Provided data.
◆ ◆ ◆

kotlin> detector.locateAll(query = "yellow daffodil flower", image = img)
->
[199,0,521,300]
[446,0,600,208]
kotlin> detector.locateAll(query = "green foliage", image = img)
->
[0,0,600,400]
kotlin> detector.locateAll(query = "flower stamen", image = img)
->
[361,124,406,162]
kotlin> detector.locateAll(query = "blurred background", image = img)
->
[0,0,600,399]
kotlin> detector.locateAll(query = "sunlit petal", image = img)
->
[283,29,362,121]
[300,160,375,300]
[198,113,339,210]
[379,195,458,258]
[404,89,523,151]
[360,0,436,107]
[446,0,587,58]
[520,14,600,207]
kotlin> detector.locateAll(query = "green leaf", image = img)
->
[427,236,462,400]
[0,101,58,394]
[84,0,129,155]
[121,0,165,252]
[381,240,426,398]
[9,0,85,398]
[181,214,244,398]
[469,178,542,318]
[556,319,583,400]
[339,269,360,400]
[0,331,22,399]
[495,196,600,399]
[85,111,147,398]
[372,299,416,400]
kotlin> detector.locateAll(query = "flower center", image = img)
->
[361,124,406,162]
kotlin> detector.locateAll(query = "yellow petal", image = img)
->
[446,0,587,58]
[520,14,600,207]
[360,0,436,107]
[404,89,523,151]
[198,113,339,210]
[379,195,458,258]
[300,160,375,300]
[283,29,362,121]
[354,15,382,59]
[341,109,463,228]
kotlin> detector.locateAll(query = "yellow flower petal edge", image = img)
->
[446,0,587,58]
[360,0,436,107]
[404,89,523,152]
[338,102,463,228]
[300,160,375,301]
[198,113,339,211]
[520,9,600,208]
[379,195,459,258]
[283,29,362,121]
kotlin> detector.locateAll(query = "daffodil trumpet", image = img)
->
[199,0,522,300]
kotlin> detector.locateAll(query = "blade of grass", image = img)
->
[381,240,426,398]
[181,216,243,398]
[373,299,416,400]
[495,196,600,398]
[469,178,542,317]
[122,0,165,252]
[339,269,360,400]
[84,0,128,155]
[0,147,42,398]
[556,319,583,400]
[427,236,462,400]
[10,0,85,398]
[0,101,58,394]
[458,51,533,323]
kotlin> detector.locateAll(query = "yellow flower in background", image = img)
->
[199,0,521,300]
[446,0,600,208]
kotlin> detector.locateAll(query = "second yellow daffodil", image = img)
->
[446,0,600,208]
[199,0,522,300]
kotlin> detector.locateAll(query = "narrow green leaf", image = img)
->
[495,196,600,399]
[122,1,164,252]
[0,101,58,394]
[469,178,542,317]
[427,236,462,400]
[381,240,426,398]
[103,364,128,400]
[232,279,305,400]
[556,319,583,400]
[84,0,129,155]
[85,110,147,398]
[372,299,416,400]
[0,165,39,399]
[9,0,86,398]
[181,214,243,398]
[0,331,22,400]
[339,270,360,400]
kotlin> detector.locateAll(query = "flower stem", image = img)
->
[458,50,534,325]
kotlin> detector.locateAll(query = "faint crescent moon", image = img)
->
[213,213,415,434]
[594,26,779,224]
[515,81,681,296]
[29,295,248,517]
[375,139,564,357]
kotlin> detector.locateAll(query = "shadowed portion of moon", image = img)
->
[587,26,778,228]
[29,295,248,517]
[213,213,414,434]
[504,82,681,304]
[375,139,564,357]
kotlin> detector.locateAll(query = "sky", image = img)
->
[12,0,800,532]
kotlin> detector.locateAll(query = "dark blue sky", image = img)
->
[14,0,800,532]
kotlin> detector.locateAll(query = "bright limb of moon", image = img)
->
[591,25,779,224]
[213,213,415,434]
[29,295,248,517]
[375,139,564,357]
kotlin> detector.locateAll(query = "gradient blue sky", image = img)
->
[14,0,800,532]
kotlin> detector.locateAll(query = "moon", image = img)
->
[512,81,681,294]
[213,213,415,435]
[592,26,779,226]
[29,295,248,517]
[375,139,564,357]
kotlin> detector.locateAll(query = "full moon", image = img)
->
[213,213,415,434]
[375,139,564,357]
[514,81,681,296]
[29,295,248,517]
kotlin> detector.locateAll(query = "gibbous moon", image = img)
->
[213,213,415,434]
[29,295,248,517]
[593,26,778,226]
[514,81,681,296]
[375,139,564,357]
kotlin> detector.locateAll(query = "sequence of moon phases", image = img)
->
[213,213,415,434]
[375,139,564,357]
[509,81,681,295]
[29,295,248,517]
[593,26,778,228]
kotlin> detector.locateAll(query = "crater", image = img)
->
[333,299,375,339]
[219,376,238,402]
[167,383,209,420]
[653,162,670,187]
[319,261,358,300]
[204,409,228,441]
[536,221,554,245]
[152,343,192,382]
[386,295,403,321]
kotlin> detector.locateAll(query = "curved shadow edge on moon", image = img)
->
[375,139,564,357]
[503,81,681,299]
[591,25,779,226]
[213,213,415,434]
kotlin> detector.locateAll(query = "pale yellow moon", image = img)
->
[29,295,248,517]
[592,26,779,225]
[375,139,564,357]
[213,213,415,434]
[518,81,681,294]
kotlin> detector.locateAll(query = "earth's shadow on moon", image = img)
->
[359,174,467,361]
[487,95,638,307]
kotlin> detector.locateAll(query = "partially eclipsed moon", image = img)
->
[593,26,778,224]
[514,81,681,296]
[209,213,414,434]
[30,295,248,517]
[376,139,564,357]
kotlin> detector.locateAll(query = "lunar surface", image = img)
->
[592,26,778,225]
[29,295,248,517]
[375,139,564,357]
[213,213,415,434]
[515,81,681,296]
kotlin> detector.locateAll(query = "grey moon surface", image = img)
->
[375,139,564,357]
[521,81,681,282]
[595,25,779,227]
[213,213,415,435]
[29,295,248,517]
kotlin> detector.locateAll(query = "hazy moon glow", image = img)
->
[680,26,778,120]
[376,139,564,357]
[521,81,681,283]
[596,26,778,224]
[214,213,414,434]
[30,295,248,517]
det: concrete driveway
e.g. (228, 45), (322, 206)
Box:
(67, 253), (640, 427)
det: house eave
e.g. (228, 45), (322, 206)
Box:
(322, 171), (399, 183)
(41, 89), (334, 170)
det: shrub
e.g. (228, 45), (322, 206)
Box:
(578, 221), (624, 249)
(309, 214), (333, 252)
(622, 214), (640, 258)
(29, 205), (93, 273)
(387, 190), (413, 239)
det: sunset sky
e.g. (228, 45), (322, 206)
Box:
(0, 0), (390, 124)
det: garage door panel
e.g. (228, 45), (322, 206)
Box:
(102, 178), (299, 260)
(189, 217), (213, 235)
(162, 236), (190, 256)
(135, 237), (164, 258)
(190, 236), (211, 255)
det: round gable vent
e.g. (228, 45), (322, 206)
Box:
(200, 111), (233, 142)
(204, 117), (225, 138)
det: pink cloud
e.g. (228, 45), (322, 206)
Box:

◆ ◆ ◆

Task description. Rewrite every line of the data from the beginning up to and including the line containing "[0,0,600,399]". Multiply each bounding-box coordinate by 1.3 and round it to a whole number, rounding halves up, and leave all other text unchanged.

Solution to the exercise.
kotlin> detector.locateAll(query = "yellow daffodil flower", image = img)
->
[259,0,677,390]
[580,0,780,270]
kotlin> detector.locateAll(query = "green foliage", image = img)
->
[0,0,780,520]
kotlin> detector.locateAll(query = "flower stamen", image = img)
->
[469,161,528,211]
kotlin> detector.locateAll(query = "blurred background", image = img)
->
[0,0,780,519]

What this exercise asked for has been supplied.